◆ PROBLEM DETAILS
Quote, without change, all of the lines that follow.

◆ DATA FOR THIS EXERCISE
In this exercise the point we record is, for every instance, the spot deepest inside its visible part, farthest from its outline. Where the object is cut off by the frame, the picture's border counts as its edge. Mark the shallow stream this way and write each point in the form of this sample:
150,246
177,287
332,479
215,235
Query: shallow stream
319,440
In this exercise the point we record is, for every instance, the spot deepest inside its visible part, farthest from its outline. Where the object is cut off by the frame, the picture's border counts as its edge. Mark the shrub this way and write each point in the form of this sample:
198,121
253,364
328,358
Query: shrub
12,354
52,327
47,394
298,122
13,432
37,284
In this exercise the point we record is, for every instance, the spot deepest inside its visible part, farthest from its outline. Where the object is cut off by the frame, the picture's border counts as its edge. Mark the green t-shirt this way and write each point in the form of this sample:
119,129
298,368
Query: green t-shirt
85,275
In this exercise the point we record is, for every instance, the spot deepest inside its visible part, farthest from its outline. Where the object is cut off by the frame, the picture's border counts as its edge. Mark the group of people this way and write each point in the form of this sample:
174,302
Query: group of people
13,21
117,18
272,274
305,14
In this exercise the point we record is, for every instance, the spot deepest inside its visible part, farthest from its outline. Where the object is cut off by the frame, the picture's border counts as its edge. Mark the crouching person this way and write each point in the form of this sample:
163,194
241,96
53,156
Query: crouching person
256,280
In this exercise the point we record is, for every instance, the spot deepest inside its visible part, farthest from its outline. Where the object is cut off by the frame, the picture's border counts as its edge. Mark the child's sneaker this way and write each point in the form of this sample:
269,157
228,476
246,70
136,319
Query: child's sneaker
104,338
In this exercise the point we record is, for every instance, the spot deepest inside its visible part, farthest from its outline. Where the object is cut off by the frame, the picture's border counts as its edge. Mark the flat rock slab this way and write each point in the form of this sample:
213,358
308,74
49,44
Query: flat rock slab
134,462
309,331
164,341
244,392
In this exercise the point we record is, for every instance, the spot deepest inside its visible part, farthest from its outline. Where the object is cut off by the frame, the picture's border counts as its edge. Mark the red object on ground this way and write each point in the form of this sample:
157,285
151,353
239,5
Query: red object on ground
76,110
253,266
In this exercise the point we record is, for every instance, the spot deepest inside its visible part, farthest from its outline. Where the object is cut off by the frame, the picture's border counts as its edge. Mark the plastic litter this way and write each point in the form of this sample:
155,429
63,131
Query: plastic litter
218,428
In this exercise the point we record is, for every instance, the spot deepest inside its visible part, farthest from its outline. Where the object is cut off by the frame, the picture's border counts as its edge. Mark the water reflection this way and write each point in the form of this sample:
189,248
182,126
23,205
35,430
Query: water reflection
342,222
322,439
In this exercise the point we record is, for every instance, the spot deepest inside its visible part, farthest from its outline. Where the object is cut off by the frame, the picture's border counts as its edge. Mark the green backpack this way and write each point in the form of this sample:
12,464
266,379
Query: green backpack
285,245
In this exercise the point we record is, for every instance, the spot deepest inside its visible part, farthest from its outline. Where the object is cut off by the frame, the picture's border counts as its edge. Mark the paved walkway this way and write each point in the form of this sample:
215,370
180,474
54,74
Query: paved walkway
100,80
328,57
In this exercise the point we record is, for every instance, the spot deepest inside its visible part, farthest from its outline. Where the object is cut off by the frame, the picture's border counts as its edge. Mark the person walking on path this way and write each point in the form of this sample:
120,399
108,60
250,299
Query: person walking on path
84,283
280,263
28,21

◆ EXPECTED ANSWER
In this exercise the point we record is, for every instance, the spot deepest inside its visible part, farthest from its outline. Where the object is cut off by the frame, the picture's border counts as its edge. Mark the shallow stream this way and write each point in the form of this sample:
150,246
177,287
332,479
215,235
Query: shallow stream
319,440
In this exercise the point we record is, for every instance, the spot deepest inside its visible part, farthest from its outline. Where the object is cut off by the frame, the picture's border counts as its edge. Mark the shrub this way and write each point in the form of this sample:
198,121
253,364
328,358
Query: shrub
12,354
52,327
47,394
298,122
13,432
37,284
In this exercise the point we record is, for every instance, the spot deepest inside its visible part, farthest from its outline. Where the object is cut off by the frame, the picture's border counts as its edge. Mark the green t-shirt this way and write each point in the form of this sample:
119,129
298,368
Query: green t-shirt
85,275
In this exercise the point we record is, for every instance, the spot deepest inside its visible part, farthest from its outline. Where the object is cut off by the frame, the picture's border counts as its edge. Mark the group of people this way and write each point in the form of this sample:
174,302
Query: group of people
13,21
117,18
272,274
305,14
In this exercise the point we record is, for every instance, the spot deepest inside its visible part, farthest from its outline. Where the object is cut off by the frame, the picture's border counts as its edge. Mark the crouching person this way and write each point in the form of this sample:
163,194
241,96
53,156
Query: crouching person
256,280
In this exercise the point we record is, for every instance, the spot deepest inside its visible part, farthest from its outline. Where the object is cut off by the frame, the picture's border counts as its edge. Mark the child's sneaker this way and write each point in the form of this sample:
269,157
228,476
246,70
136,319
Query: child's sneaker
104,338
In this exercise the point we record is, for every instance, the spot deepest inside its visible part, farthest from its outline. Where the object is cut off by the frame, the picture's border counts as its edge. Mark the flat rock slab this way and write each point in the form of this sample:
213,358
308,74
49,44
Query: flat rock slab
134,462
309,331
164,341
244,392
In this exercise the point we record is, for every instance, the spot deepest inside its visible part, farthest from its outline. Where the object is cut off by the frame, the picture's border counts as its edge. Mark the red object on ground this way and write each point in the form of this sample:
157,285
151,353
239,5
Query: red object on ground
76,110
253,266
In this exercise the point we record is, for every instance, the spot deepest inside its visible part, farthest from its outline. Where the object is cut off by the frame, the picture's border counts as its edge. Mark the plastic litter this way and write each point in the form of this sample:
155,429
63,131
Query: plastic litter
218,428
In this exercise the point we record is, for every instance, the spot deepest inside its visible part, farthest from its outline. Where the object is cut off by the frame, the picture's border counts as its edge. Mark the water reflection this way and write each point in the form of this sample:
189,248
182,126
23,205
35,430
Query: water reflection
342,222
322,439
In this exercise the point we record is, for every instance, the spot deepest inside its visible part, farthest from its outline. Where the object is cut off by the frame, the picture's border counts as its edge. Mark the green backpack this way and write each point in the form of this sample:
12,464
266,379
Query: green backpack
285,245
In this exercise the point we record is, for every instance, the spot deepest inside its visible part, farthest from its outline. Where the object is cut off by the frame, the picture's border counts as its edge. Mark the paved walkway this way and write each point in the form of this sample:
215,370
180,474
54,74
Query: paved walkway
100,80
328,57
In this exercise the point we record is, for every instance, the spot deepest inside its visible part, farthest from its outline. Where the object is cut off by the frame, the picture's border counts as its edge. Mark the person walking on path this way and write each point in the form of this sample:
120,399
108,60
250,299
Query: person walking on path
84,283
280,263
28,21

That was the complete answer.